Problem requirements -
As you print the data below, keep every line exactly as it is and leave the images behind.

Extracted material -

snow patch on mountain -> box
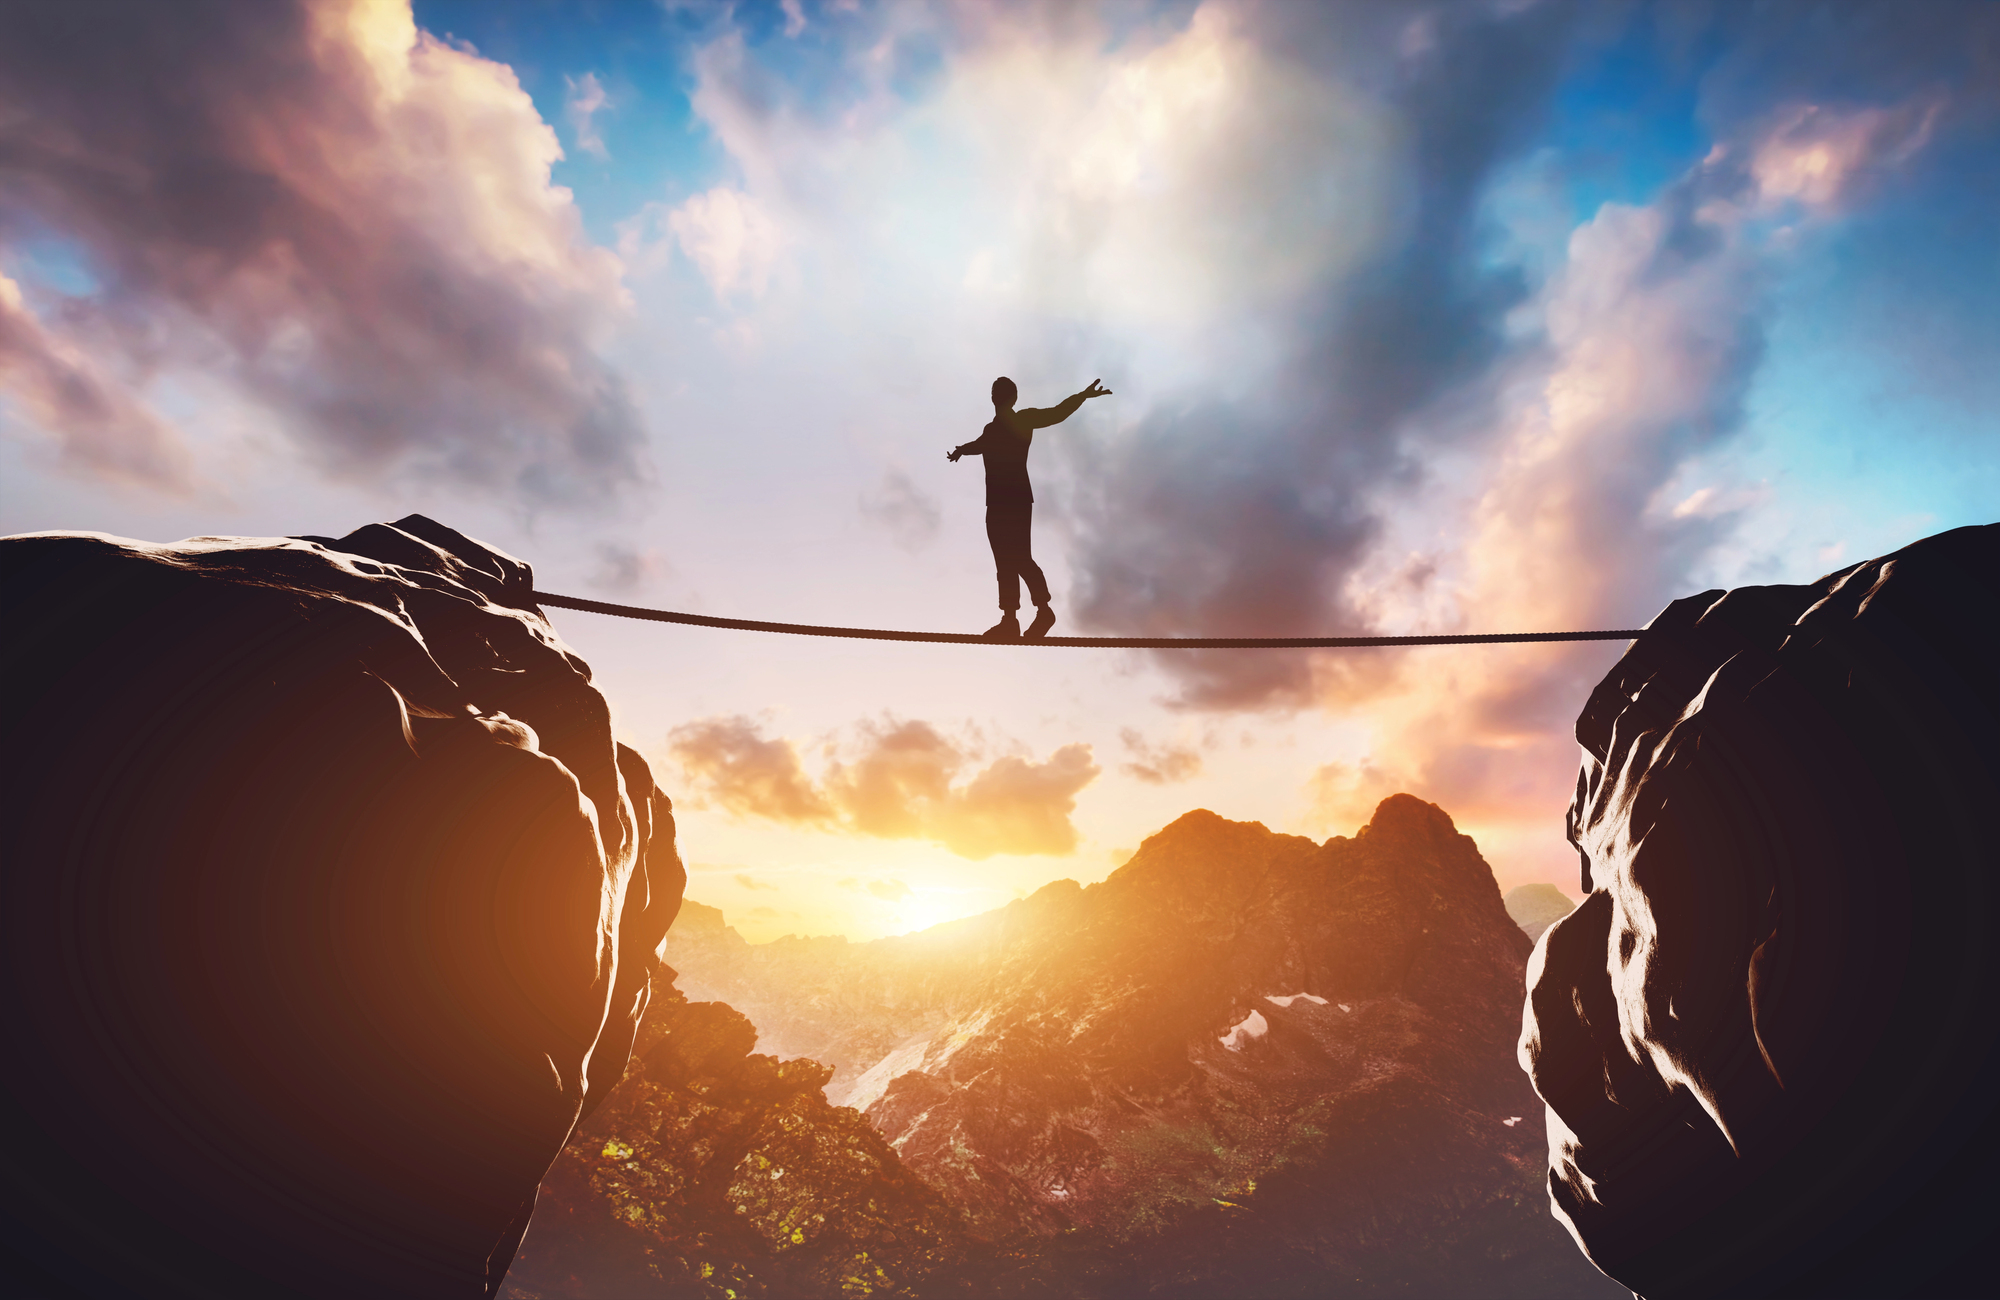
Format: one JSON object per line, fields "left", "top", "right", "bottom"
{"left": 1220, "top": 1009, "right": 1270, "bottom": 1052}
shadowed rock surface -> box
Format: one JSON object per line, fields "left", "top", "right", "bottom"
{"left": 1521, "top": 523, "right": 2000, "bottom": 1298}
{"left": 0, "top": 517, "right": 682, "bottom": 1298}
{"left": 665, "top": 798, "right": 1628, "bottom": 1298}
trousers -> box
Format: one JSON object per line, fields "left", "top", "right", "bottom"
{"left": 985, "top": 501, "right": 1049, "bottom": 611}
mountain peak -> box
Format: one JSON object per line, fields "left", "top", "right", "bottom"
{"left": 1356, "top": 792, "right": 1460, "bottom": 841}
{"left": 1150, "top": 807, "right": 1255, "bottom": 839}
{"left": 1104, "top": 808, "right": 1311, "bottom": 902}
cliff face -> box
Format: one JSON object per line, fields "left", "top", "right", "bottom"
{"left": 669, "top": 797, "right": 1627, "bottom": 1298}
{"left": 0, "top": 518, "right": 681, "bottom": 1298}
{"left": 1522, "top": 523, "right": 2000, "bottom": 1298}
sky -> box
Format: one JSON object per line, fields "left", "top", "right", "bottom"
{"left": 3, "top": 0, "right": 1995, "bottom": 942}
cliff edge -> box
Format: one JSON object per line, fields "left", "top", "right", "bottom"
{"left": 1522, "top": 523, "right": 2000, "bottom": 1297}
{"left": 0, "top": 517, "right": 683, "bottom": 1298}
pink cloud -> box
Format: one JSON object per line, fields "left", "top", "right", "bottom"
{"left": 1744, "top": 99, "right": 1942, "bottom": 213}
{"left": 669, "top": 714, "right": 1100, "bottom": 860}
{"left": 0, "top": 271, "right": 194, "bottom": 491}
{"left": 0, "top": 0, "right": 645, "bottom": 503}
{"left": 1309, "top": 150, "right": 1809, "bottom": 878}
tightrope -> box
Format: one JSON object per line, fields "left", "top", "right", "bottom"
{"left": 530, "top": 591, "right": 1642, "bottom": 649}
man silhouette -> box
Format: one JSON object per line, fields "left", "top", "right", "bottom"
{"left": 948, "top": 376, "right": 1112, "bottom": 639}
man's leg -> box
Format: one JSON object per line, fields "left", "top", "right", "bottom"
{"left": 986, "top": 506, "right": 1025, "bottom": 610}
{"left": 1012, "top": 505, "right": 1056, "bottom": 639}
{"left": 983, "top": 506, "right": 1022, "bottom": 638}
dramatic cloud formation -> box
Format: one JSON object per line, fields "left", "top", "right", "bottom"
{"left": 0, "top": 0, "right": 645, "bottom": 502}
{"left": 1060, "top": 0, "right": 1578, "bottom": 709}
{"left": 1059, "top": 0, "right": 1997, "bottom": 723}
{"left": 8, "top": 0, "right": 1990, "bottom": 930}
{"left": 668, "top": 714, "right": 1099, "bottom": 859}
{"left": 610, "top": 0, "right": 1966, "bottom": 887}
{"left": 1300, "top": 3, "right": 1994, "bottom": 854}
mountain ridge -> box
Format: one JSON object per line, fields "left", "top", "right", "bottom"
{"left": 662, "top": 795, "right": 1624, "bottom": 1297}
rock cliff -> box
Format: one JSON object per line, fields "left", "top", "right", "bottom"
{"left": 668, "top": 798, "right": 1627, "bottom": 1298}
{"left": 1522, "top": 523, "right": 2000, "bottom": 1297}
{"left": 0, "top": 518, "right": 681, "bottom": 1298}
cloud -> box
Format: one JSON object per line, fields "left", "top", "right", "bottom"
{"left": 565, "top": 71, "right": 611, "bottom": 160}
{"left": 0, "top": 0, "right": 645, "bottom": 504}
{"left": 0, "top": 271, "right": 194, "bottom": 490}
{"left": 667, "top": 715, "right": 837, "bottom": 823}
{"left": 1743, "top": 101, "right": 1938, "bottom": 211}
{"left": 666, "top": 185, "right": 785, "bottom": 301}
{"left": 668, "top": 714, "right": 1100, "bottom": 859}
{"left": 733, "top": 873, "right": 777, "bottom": 892}
{"left": 1054, "top": 1, "right": 1992, "bottom": 729}
{"left": 1301, "top": 79, "right": 1965, "bottom": 853}
{"left": 860, "top": 470, "right": 942, "bottom": 551}
{"left": 1118, "top": 727, "right": 1201, "bottom": 784}
{"left": 1690, "top": 1, "right": 2000, "bottom": 128}
{"left": 824, "top": 718, "right": 959, "bottom": 838}
{"left": 588, "top": 541, "right": 670, "bottom": 594}
{"left": 823, "top": 718, "right": 1099, "bottom": 858}
{"left": 933, "top": 742, "right": 1098, "bottom": 858}
{"left": 1059, "top": 0, "right": 1581, "bottom": 709}
{"left": 951, "top": 3, "right": 1396, "bottom": 328}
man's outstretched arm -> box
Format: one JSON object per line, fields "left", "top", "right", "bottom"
{"left": 1022, "top": 378, "right": 1112, "bottom": 429}
{"left": 947, "top": 430, "right": 989, "bottom": 462}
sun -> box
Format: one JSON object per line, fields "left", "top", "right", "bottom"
{"left": 890, "top": 891, "right": 978, "bottom": 937}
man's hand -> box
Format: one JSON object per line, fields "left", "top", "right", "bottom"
{"left": 1080, "top": 378, "right": 1112, "bottom": 400}
{"left": 947, "top": 447, "right": 963, "bottom": 462}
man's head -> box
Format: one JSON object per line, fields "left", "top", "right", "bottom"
{"left": 991, "top": 376, "right": 1017, "bottom": 409}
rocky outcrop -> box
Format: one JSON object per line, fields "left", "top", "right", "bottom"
{"left": 1521, "top": 524, "right": 2000, "bottom": 1298}
{"left": 1505, "top": 883, "right": 1577, "bottom": 942}
{"left": 0, "top": 518, "right": 681, "bottom": 1298}
{"left": 668, "top": 798, "right": 1628, "bottom": 1298}
{"left": 500, "top": 978, "right": 995, "bottom": 1299}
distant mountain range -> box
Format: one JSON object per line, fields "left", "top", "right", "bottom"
{"left": 621, "top": 795, "right": 1623, "bottom": 1298}
{"left": 1504, "top": 883, "right": 1578, "bottom": 943}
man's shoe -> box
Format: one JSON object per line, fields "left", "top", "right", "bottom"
{"left": 982, "top": 614, "right": 1021, "bottom": 640}
{"left": 1024, "top": 605, "right": 1056, "bottom": 640}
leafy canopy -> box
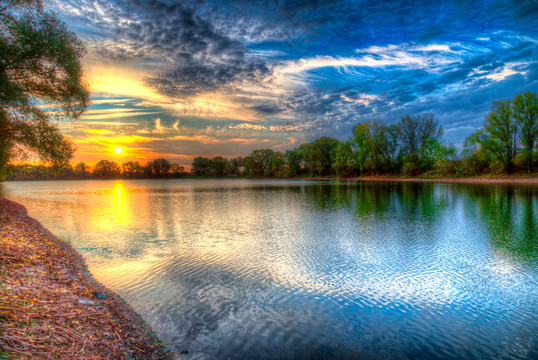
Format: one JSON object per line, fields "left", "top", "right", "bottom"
{"left": 0, "top": 0, "right": 89, "bottom": 176}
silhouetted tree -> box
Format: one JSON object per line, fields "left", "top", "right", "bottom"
{"left": 74, "top": 162, "right": 89, "bottom": 177}
{"left": 210, "top": 156, "right": 228, "bottom": 177}
{"left": 149, "top": 158, "right": 171, "bottom": 176}
{"left": 93, "top": 160, "right": 120, "bottom": 177}
{"left": 0, "top": 0, "right": 89, "bottom": 178}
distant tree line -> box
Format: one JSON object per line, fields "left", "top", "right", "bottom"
{"left": 6, "top": 92, "right": 537, "bottom": 180}
{"left": 190, "top": 92, "right": 537, "bottom": 178}
{"left": 191, "top": 113, "right": 450, "bottom": 178}
{"left": 5, "top": 158, "right": 187, "bottom": 180}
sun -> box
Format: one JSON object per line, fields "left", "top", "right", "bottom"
{"left": 114, "top": 147, "right": 122, "bottom": 154}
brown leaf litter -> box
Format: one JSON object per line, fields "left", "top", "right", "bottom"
{"left": 0, "top": 198, "right": 174, "bottom": 359}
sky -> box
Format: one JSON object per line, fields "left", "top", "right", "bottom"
{"left": 49, "top": 0, "right": 538, "bottom": 166}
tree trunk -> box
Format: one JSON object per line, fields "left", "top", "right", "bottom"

Solved problem -
snow patch on mountain -> box
Format: one JSON object per line, fields "left", "top", "right", "bottom"
{"left": 1220, "top": 1009, "right": 1270, "bottom": 1052}
shadowed rock surface -> box
Format: one JSON object per line, fields "left", "top", "right", "bottom"
{"left": 1521, "top": 523, "right": 2000, "bottom": 1298}
{"left": 0, "top": 517, "right": 682, "bottom": 1298}
{"left": 665, "top": 798, "right": 1628, "bottom": 1298}
trousers -> box
Format: one JSON object per line, fields "left", "top", "right", "bottom"
{"left": 985, "top": 501, "right": 1049, "bottom": 611}
mountain peak -> box
Format: one JSON object per line, fields "left", "top", "right", "bottom"
{"left": 1356, "top": 792, "right": 1460, "bottom": 841}
{"left": 1150, "top": 807, "right": 1255, "bottom": 839}
{"left": 1104, "top": 808, "right": 1311, "bottom": 902}
cliff face -> box
Format: one JSON object per line, fields "left", "top", "right", "bottom"
{"left": 669, "top": 797, "right": 1627, "bottom": 1298}
{"left": 0, "top": 518, "right": 681, "bottom": 1298}
{"left": 1522, "top": 523, "right": 2000, "bottom": 1298}
sky -> box
Format: one JSON object per line, fields "left", "top", "right", "bottom"
{"left": 3, "top": 0, "right": 1995, "bottom": 942}
cliff edge -> box
Format: one JSON object per line, fields "left", "top", "right", "bottom"
{"left": 1522, "top": 523, "right": 2000, "bottom": 1297}
{"left": 0, "top": 517, "right": 683, "bottom": 1298}
pink cloud -> box
Format: one JSON object per line, fields "left", "top", "right", "bottom"
{"left": 1744, "top": 99, "right": 1942, "bottom": 213}
{"left": 669, "top": 714, "right": 1100, "bottom": 860}
{"left": 0, "top": 271, "right": 194, "bottom": 491}
{"left": 0, "top": 0, "right": 645, "bottom": 503}
{"left": 1309, "top": 150, "right": 1809, "bottom": 878}
tightrope -> box
Format: one JSON object per line, fields "left", "top", "right", "bottom"
{"left": 530, "top": 591, "right": 1642, "bottom": 649}
man silhouette -> box
Format: one JSON object per line, fields "left", "top", "right", "bottom"
{"left": 948, "top": 376, "right": 1112, "bottom": 639}
man's leg -> box
Format: one JSON object per line, fields "left", "top", "right", "bottom"
{"left": 986, "top": 506, "right": 1025, "bottom": 610}
{"left": 1012, "top": 505, "right": 1056, "bottom": 639}
{"left": 983, "top": 506, "right": 1022, "bottom": 638}
dramatic cloud formation -> box
Format: one JSON object per line, fields "left", "top", "right", "bottom"
{"left": 0, "top": 0, "right": 645, "bottom": 502}
{"left": 1060, "top": 0, "right": 1578, "bottom": 709}
{"left": 1059, "top": 0, "right": 1997, "bottom": 723}
{"left": 8, "top": 0, "right": 1990, "bottom": 930}
{"left": 668, "top": 714, "right": 1099, "bottom": 859}
{"left": 610, "top": 0, "right": 1966, "bottom": 887}
{"left": 1300, "top": 3, "right": 1994, "bottom": 854}
mountain ridge -> box
Format: one JSON object per line, fields "left", "top", "right", "bottom"
{"left": 662, "top": 795, "right": 1624, "bottom": 1297}
rock cliff -> box
Format: one JSON object per line, fields "left", "top", "right", "bottom"
{"left": 668, "top": 798, "right": 1627, "bottom": 1298}
{"left": 1522, "top": 523, "right": 2000, "bottom": 1297}
{"left": 0, "top": 518, "right": 681, "bottom": 1298}
cloud -> box
Format: one JSON object per line, fields "left", "top", "right", "bottom"
{"left": 565, "top": 71, "right": 611, "bottom": 160}
{"left": 0, "top": 0, "right": 645, "bottom": 504}
{"left": 0, "top": 271, "right": 194, "bottom": 490}
{"left": 667, "top": 715, "right": 837, "bottom": 823}
{"left": 1743, "top": 101, "right": 1938, "bottom": 211}
{"left": 666, "top": 185, "right": 785, "bottom": 301}
{"left": 668, "top": 714, "right": 1100, "bottom": 859}
{"left": 733, "top": 873, "right": 777, "bottom": 892}
{"left": 1054, "top": 1, "right": 1992, "bottom": 729}
{"left": 1301, "top": 79, "right": 1965, "bottom": 853}
{"left": 860, "top": 470, "right": 942, "bottom": 551}
{"left": 1118, "top": 727, "right": 1201, "bottom": 784}
{"left": 1690, "top": 1, "right": 2000, "bottom": 128}
{"left": 824, "top": 718, "right": 959, "bottom": 838}
{"left": 588, "top": 541, "right": 670, "bottom": 594}
{"left": 823, "top": 718, "right": 1099, "bottom": 858}
{"left": 933, "top": 742, "right": 1098, "bottom": 858}
{"left": 1059, "top": 0, "right": 1581, "bottom": 709}
{"left": 951, "top": 3, "right": 1396, "bottom": 328}
man's outstretched arm -> box
Format: one JSON object per line, fields "left", "top", "right", "bottom"
{"left": 1022, "top": 378, "right": 1112, "bottom": 429}
{"left": 947, "top": 430, "right": 989, "bottom": 462}
sun -> box
Format: one JSON object per line, fields "left", "top", "right", "bottom"
{"left": 890, "top": 891, "right": 978, "bottom": 937}
man's hand -> box
Format: one JSON object per line, fields "left", "top", "right", "bottom"
{"left": 1080, "top": 378, "right": 1112, "bottom": 400}
{"left": 947, "top": 447, "right": 963, "bottom": 462}
man's head -> box
Format: one JSON object per line, fields "left", "top", "right", "bottom"
{"left": 991, "top": 376, "right": 1017, "bottom": 409}
rocky outcrop -> box
Format: one JSON object per line, fields "left", "top", "right", "bottom"
{"left": 1521, "top": 524, "right": 2000, "bottom": 1298}
{"left": 1505, "top": 883, "right": 1577, "bottom": 942}
{"left": 0, "top": 518, "right": 681, "bottom": 1298}
{"left": 668, "top": 798, "right": 1628, "bottom": 1298}
{"left": 500, "top": 978, "right": 995, "bottom": 1299}
distant mountain range -> box
Format: one JSON object per line, fields "left", "top", "right", "bottom"
{"left": 621, "top": 795, "right": 1623, "bottom": 1298}
{"left": 1504, "top": 883, "right": 1578, "bottom": 943}
man's shoe -> box
Format: one JSON object per line, fields "left", "top", "right", "bottom"
{"left": 982, "top": 614, "right": 1021, "bottom": 640}
{"left": 1024, "top": 605, "right": 1056, "bottom": 640}
leafy canopy -> box
Format: one JSON object per line, fields "left", "top", "right", "bottom"
{"left": 0, "top": 0, "right": 89, "bottom": 176}
silhouetted tree -> box
Format: one JSON object per line, fields "left", "top", "right", "bottom"
{"left": 74, "top": 162, "right": 89, "bottom": 177}
{"left": 210, "top": 156, "right": 228, "bottom": 177}
{"left": 149, "top": 158, "right": 171, "bottom": 176}
{"left": 93, "top": 160, "right": 120, "bottom": 177}
{"left": 0, "top": 0, "right": 89, "bottom": 178}
distant tree line -> box
Format: one JSON object per line, fields "left", "top", "right", "bottom"
{"left": 6, "top": 92, "right": 537, "bottom": 180}
{"left": 190, "top": 92, "right": 537, "bottom": 178}
{"left": 191, "top": 113, "right": 450, "bottom": 178}
{"left": 5, "top": 158, "right": 187, "bottom": 180}
sun -> box
Format: one JSON object per line, fields "left", "top", "right", "bottom"
{"left": 114, "top": 147, "right": 122, "bottom": 154}
brown leaf litter -> box
Format: one JSON object per line, fields "left", "top", "right", "bottom"
{"left": 0, "top": 198, "right": 174, "bottom": 359}
sky -> box
Format: one JSON object per line, fields "left", "top", "right", "bottom"
{"left": 49, "top": 0, "right": 538, "bottom": 166}
tree trunk -> box
Format: one JSON object per line, fields "left", "top", "right", "bottom"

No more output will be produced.